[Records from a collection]
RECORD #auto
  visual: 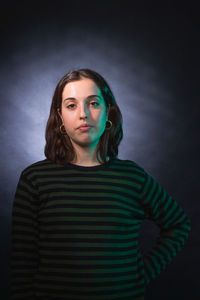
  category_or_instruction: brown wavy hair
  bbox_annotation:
[44,69,123,164]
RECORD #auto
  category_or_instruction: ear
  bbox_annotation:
[57,108,63,122]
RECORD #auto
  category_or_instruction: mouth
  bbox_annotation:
[78,126,92,131]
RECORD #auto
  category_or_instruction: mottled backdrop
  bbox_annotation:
[0,1,200,300]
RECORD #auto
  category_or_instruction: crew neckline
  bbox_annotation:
[65,158,113,171]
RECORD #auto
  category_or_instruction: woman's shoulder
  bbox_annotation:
[21,159,58,177]
[115,158,146,173]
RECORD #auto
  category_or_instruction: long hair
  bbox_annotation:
[44,69,123,164]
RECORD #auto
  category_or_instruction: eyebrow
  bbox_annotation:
[63,95,101,101]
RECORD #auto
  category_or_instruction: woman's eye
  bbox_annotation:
[67,104,74,108]
[67,101,99,109]
[90,102,99,106]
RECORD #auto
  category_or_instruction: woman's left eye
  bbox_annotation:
[90,102,99,106]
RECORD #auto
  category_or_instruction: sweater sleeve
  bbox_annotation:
[141,172,191,284]
[11,173,38,300]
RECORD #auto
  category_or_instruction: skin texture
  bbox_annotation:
[58,78,108,166]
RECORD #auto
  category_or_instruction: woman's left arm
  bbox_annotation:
[141,172,191,284]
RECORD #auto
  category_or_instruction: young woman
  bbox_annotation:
[12,69,191,300]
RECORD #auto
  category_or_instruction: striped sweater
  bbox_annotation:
[11,158,191,300]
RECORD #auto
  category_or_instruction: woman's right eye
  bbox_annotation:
[67,104,74,108]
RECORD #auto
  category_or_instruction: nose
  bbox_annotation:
[80,103,89,119]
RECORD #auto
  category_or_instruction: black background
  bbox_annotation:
[0,1,200,300]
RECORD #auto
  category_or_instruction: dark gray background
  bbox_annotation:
[0,1,200,300]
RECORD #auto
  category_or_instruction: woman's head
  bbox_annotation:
[45,69,123,163]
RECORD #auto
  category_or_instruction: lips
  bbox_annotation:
[77,123,92,129]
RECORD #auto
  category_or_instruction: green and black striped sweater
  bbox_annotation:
[11,158,191,300]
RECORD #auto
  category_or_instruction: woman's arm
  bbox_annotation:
[141,172,191,284]
[11,173,38,300]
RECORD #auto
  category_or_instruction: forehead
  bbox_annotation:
[62,78,101,98]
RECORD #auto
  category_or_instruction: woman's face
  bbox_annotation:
[60,78,108,148]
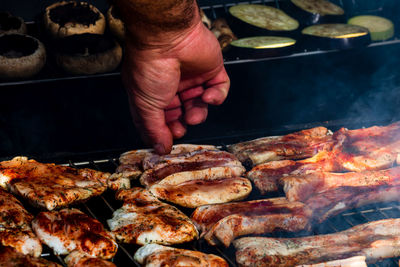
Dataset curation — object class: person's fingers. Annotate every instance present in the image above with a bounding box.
[202,68,230,105]
[183,98,208,125]
[130,92,173,154]
[168,120,186,139]
[165,107,182,124]
[179,85,204,102]
[165,95,182,110]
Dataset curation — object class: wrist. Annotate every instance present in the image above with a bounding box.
[120,0,201,49]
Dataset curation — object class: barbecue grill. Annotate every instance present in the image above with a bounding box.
[0,0,400,266]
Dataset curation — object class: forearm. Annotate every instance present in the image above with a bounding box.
[114,0,200,44]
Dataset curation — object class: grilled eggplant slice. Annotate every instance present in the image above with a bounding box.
[228,4,299,38]
[348,16,394,41]
[227,36,296,59]
[302,23,371,49]
[283,0,345,25]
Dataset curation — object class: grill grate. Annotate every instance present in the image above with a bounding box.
[33,158,400,267]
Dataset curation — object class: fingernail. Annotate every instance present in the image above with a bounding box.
[154,143,165,155]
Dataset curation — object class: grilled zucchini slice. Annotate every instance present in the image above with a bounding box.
[225,36,296,59]
[291,0,344,16]
[348,15,394,41]
[302,24,371,49]
[229,4,299,37]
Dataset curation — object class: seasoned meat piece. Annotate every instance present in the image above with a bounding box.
[228,127,332,165]
[149,177,251,208]
[247,122,400,193]
[32,209,118,259]
[107,188,198,245]
[64,251,116,267]
[135,244,228,267]
[280,167,400,202]
[0,247,61,267]
[116,144,216,179]
[0,157,125,210]
[233,219,400,266]
[296,256,367,267]
[0,188,42,257]
[192,197,311,247]
[140,150,245,187]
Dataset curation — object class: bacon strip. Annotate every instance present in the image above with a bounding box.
[247,122,400,194]
[140,150,245,187]
[233,219,400,266]
[280,167,400,202]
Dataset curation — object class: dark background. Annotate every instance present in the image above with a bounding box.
[0,0,400,161]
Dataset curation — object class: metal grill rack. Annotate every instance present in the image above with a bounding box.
[0,0,400,87]
[33,158,400,267]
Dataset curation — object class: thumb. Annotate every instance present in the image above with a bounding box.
[129,93,173,154]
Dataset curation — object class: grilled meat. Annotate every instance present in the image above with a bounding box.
[107,188,198,245]
[0,188,42,257]
[116,144,216,179]
[0,157,121,210]
[192,197,311,247]
[64,251,116,267]
[228,127,332,165]
[135,244,228,267]
[32,209,118,259]
[296,256,367,267]
[247,122,400,193]
[140,150,245,187]
[233,219,400,266]
[280,167,400,202]
[0,247,61,267]
[149,177,251,208]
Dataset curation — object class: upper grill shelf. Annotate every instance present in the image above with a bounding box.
[0,0,400,87]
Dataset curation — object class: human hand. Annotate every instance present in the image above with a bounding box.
[122,19,230,154]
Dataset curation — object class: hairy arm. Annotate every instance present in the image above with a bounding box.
[115,0,229,154]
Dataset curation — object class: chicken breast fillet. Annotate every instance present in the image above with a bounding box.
[135,244,228,267]
[0,157,126,210]
[107,188,198,245]
[149,177,252,208]
[228,127,332,166]
[116,144,216,179]
[0,247,61,267]
[32,209,118,259]
[191,197,311,247]
[140,150,245,188]
[64,251,116,267]
[0,189,42,257]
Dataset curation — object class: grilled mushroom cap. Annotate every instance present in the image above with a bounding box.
[0,12,26,34]
[107,6,125,41]
[44,1,106,38]
[57,33,122,74]
[0,33,46,79]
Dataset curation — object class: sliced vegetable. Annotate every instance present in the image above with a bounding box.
[302,24,371,49]
[348,15,394,41]
[291,0,344,16]
[231,36,296,49]
[229,36,296,58]
[229,4,299,36]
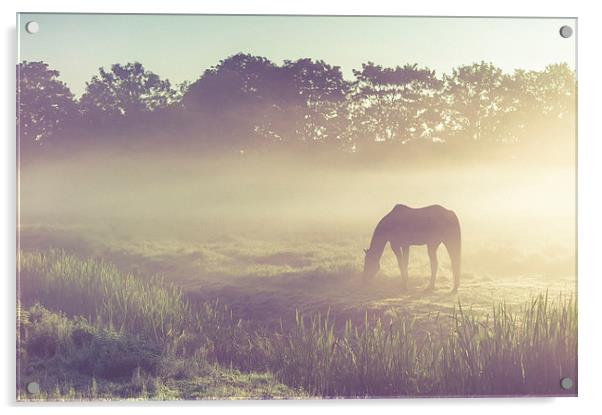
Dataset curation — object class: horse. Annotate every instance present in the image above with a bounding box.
[364,205,462,293]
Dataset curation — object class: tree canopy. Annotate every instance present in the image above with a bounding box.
[17,53,576,151]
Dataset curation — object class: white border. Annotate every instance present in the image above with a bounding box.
[0,0,602,415]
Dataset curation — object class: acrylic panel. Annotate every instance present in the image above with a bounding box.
[16,13,577,401]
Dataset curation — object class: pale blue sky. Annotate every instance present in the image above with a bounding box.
[18,13,576,95]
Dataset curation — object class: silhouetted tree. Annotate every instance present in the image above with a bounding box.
[80,62,177,125]
[183,53,301,146]
[535,63,577,119]
[444,62,504,140]
[17,61,77,146]
[351,62,442,142]
[283,59,350,142]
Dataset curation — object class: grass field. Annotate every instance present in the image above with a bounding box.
[19,223,577,399]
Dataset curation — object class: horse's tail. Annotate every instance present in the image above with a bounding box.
[443,211,462,291]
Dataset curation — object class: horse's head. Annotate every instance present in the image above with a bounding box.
[364,249,380,280]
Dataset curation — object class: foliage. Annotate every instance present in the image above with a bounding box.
[17,53,576,152]
[79,62,177,126]
[17,304,304,401]
[18,252,577,397]
[17,61,77,146]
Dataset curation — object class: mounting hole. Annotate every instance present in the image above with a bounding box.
[25,21,40,35]
[560,378,573,390]
[27,382,40,395]
[559,26,573,39]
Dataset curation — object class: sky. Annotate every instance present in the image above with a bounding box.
[17,13,576,96]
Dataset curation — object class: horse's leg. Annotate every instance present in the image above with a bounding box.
[391,244,408,291]
[426,243,439,290]
[399,245,410,291]
[443,237,462,292]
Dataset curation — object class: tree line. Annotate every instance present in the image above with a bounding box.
[17,53,576,151]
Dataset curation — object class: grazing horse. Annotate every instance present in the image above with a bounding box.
[364,205,462,292]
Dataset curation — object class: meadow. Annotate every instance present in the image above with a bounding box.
[18,150,577,400]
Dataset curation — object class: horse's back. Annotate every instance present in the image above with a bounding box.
[382,205,460,245]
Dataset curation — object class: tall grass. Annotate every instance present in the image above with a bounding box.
[19,251,577,397]
[18,250,194,352]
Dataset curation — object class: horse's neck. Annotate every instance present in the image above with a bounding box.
[370,226,388,258]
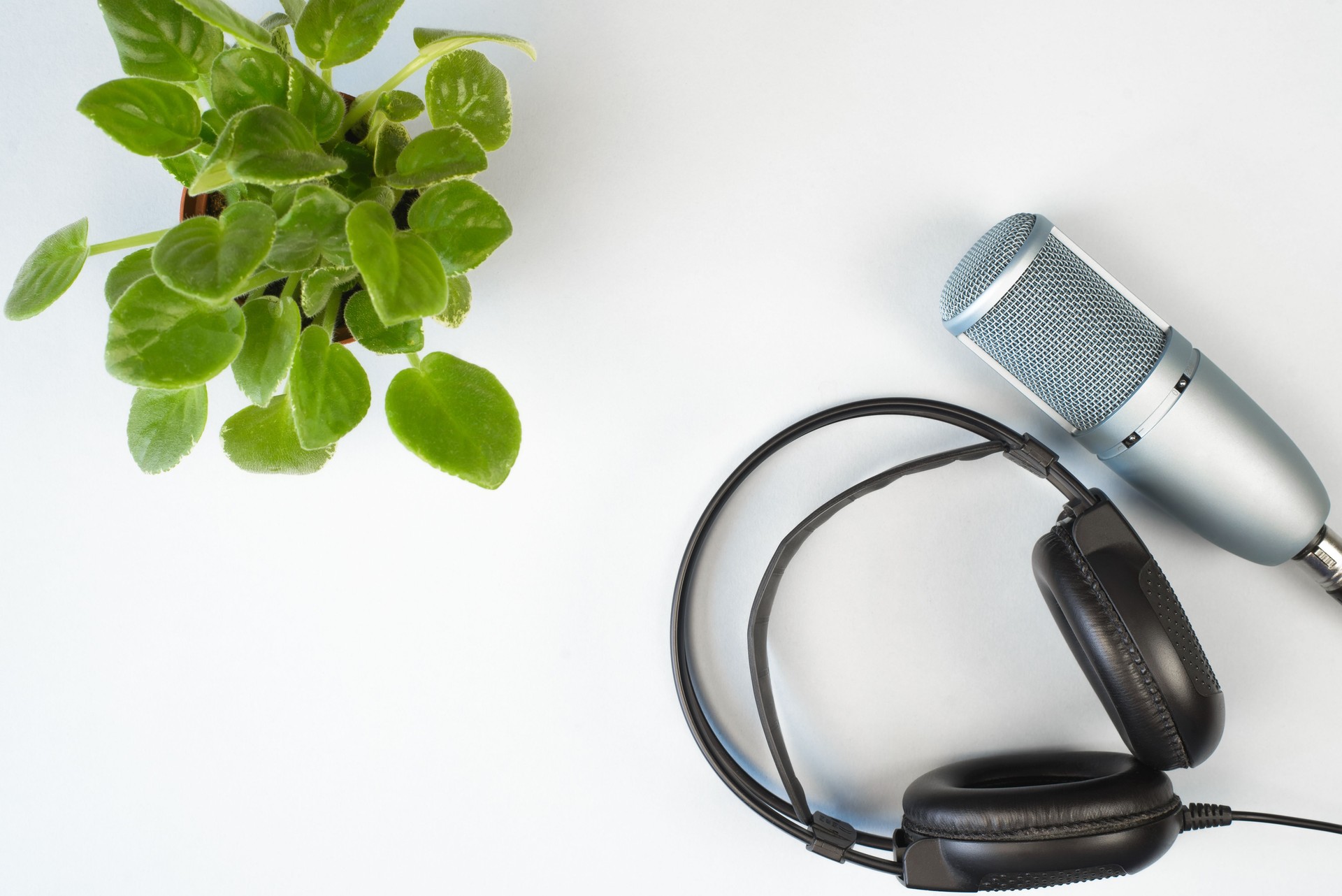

- _TO BE DONE_
Return everything from the line containing "Dataset curation — object class: foliage." down to the line containing "[364,205,462,292]", both included, copying each line exactly.

- _FINAL RESULT_
Dataset curation — object class: foliage. Annotate every instance present in the image above with a bounding box.
[17,53,576,152]
[79,62,177,126]
[17,304,304,401]
[18,252,577,397]
[17,61,77,146]
Dataset curation — object class: mounting hole. Annotate every instance present in the image above with a bounding box.
[25,21,40,35]
[560,378,573,390]
[27,382,40,395]
[559,26,573,39]
Dataset curation — object class: sky. Annotate every instance present in the image above with a bounding box.
[17,13,576,96]
Dataset curation — object class: horse's leg. Annotate every instance present in the image above with a bounding box.
[391,244,408,291]
[426,243,439,290]
[399,245,410,291]
[443,237,462,292]
Dataset curation — object class: tree line. Annotate every instance present in the image above with a bounding box.
[17,53,576,151]
Dataset curation — object class: grazing horse. Annotate every instance present in the image above with a bounding box.
[364,205,462,292]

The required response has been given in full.